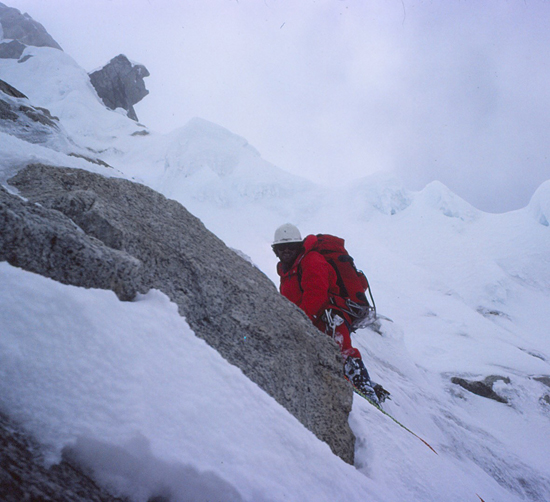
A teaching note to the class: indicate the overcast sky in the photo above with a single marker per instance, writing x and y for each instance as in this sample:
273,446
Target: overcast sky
453,90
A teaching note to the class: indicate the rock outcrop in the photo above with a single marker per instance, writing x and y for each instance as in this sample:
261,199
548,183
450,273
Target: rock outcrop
24,121
84,229
483,388
23,29
120,84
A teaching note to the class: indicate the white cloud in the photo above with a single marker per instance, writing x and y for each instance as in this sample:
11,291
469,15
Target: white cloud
433,90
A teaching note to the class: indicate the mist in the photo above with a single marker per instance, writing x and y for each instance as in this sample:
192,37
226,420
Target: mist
338,90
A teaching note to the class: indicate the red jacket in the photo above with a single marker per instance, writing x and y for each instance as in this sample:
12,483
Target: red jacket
311,281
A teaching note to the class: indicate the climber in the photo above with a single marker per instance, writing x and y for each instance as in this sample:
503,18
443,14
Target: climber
308,281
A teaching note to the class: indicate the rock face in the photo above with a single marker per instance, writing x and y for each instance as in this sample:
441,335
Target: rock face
24,477
120,84
24,121
93,231
22,28
483,388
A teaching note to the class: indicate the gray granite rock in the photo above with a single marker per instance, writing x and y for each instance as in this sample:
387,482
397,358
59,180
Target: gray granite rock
128,238
483,388
11,50
120,84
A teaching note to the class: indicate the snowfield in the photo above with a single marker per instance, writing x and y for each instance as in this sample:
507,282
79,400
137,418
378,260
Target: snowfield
154,410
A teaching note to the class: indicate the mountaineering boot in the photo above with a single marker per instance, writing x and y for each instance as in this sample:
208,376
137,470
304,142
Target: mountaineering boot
357,374
381,393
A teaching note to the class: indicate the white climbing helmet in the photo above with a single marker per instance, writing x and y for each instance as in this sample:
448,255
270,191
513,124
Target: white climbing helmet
287,233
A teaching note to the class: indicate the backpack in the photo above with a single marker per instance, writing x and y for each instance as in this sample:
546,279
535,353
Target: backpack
352,283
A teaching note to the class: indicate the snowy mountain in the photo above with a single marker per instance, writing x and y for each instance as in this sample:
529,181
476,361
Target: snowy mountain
153,410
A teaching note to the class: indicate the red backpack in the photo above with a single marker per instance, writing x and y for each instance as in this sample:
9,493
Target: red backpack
352,283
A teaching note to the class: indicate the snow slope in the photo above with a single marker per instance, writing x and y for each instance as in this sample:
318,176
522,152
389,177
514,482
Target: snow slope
148,405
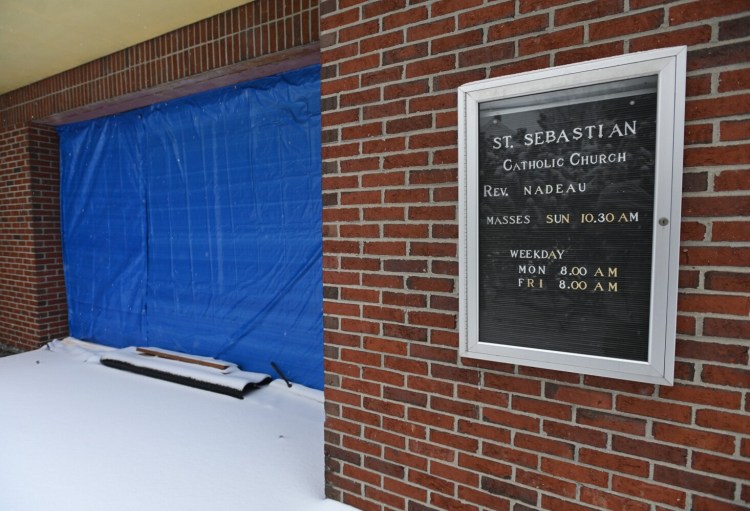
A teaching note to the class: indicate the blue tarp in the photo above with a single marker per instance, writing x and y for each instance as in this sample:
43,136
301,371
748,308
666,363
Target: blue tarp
195,225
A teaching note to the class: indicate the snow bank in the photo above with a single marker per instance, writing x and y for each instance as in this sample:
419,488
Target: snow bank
75,435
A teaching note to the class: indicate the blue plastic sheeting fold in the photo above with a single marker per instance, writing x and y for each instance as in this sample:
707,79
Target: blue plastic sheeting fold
195,225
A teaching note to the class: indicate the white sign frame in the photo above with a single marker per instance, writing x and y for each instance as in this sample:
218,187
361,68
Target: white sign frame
668,65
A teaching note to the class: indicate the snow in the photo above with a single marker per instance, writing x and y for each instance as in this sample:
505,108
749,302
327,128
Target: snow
76,435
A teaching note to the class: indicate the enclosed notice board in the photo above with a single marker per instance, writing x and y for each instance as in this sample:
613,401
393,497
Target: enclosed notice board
570,192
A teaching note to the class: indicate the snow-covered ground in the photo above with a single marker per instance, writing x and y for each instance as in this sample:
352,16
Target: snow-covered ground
77,436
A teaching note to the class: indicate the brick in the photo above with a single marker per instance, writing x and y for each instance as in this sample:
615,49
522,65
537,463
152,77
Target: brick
721,465
649,492
542,407
486,54
701,503
665,38
692,231
650,450
614,462
406,89
545,445
728,281
718,256
431,29
700,395
704,9
611,421
403,18
730,81
715,56
380,42
550,41
730,180
718,304
693,438
455,41
654,408
708,351
579,434
735,130
589,52
578,396
513,384
587,11
717,107
481,16
734,28
380,7
431,66
512,420
724,421
736,329
691,480
608,500
514,28
508,489
698,85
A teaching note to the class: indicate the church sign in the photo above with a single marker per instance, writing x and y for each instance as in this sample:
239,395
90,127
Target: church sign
570,190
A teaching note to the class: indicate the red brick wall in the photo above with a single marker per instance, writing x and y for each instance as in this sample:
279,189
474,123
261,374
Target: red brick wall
32,289
261,37
410,425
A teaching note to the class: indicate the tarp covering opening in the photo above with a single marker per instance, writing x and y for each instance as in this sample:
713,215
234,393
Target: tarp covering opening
195,225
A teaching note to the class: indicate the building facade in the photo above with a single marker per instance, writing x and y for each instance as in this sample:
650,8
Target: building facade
410,424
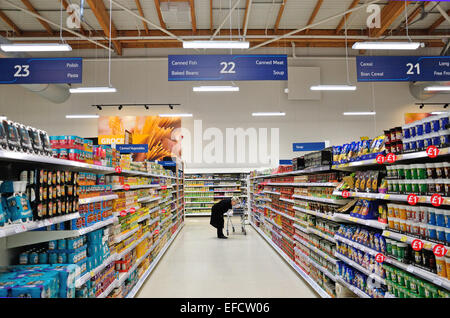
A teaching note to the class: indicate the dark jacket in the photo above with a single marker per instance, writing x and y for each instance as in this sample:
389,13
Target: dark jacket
217,212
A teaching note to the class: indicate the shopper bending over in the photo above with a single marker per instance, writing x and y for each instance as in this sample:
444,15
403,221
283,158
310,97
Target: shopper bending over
217,212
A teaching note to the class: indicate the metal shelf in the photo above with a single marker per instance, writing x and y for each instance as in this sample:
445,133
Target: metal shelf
355,290
304,275
370,223
428,245
34,237
14,229
311,198
98,199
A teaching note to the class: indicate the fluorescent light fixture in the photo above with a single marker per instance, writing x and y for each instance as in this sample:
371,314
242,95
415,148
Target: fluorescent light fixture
175,115
35,47
93,90
333,88
438,88
359,113
216,89
268,114
216,44
387,45
81,116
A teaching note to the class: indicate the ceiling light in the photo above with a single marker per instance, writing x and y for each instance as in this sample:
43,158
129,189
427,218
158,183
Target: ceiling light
93,90
81,116
359,113
175,115
216,44
268,114
437,88
36,47
387,45
216,89
333,88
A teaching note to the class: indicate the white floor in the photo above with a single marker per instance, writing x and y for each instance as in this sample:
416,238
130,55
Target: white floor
199,265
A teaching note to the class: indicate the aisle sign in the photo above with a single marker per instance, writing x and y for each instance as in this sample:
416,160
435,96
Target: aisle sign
41,70
403,68
227,68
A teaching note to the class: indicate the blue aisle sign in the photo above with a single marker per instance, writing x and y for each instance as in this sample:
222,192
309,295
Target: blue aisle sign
228,68
41,70
308,146
135,148
403,68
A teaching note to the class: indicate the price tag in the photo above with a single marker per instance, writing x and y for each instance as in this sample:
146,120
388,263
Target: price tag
391,158
413,199
417,245
432,151
436,200
439,250
381,159
380,258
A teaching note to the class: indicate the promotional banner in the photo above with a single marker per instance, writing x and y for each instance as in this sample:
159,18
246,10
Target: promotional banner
160,135
403,68
41,70
228,68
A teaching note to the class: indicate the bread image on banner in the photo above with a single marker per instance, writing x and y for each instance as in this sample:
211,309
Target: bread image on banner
154,131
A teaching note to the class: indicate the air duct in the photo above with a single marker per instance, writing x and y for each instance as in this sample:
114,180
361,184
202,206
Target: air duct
56,93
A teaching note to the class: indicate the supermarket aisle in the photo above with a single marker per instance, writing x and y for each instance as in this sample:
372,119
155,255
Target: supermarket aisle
200,265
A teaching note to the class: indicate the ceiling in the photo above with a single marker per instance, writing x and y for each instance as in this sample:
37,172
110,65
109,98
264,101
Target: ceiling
164,24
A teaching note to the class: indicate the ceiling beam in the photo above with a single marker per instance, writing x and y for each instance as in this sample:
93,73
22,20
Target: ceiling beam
141,12
437,23
345,17
158,11
248,6
99,10
279,16
9,22
193,20
314,13
30,7
389,14
82,30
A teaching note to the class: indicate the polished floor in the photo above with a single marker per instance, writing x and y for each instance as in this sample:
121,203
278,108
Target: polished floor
198,265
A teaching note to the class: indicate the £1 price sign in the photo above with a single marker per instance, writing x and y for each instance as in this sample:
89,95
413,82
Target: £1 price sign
436,200
412,199
417,245
391,158
380,258
439,250
432,151
381,159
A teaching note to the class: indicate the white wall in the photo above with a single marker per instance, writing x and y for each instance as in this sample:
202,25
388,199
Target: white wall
145,81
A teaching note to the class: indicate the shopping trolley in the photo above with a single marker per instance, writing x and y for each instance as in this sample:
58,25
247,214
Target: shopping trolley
237,211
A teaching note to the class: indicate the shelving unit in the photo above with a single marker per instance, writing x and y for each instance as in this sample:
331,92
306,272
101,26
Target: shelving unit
209,188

:::::

**YOUR OBJECTIVE**
Give again only the lines starting at the one that contains "A teaching note to the class: indicate the white wall" and running to the end of the data.

**EXPECTED OUTPUT**
A teaching note to the class: indicate the white wall in the photo above with a single marker per instance, writing x and y for each instance as in this sample:
202,25
388,199
Target: white wall
145,81
A teaching note to the class: indicate the shopping trolley in the photo above with a single marker per instance, writing x and y for each instance as in this sample:
58,25
247,214
Target: shopping trolley
237,211
A teaching note to the class: indicate the shelving unit in the photo above with a single marker per instance, writing x and y for each instance as in this sample:
331,92
306,272
101,26
Target: shelving unit
209,188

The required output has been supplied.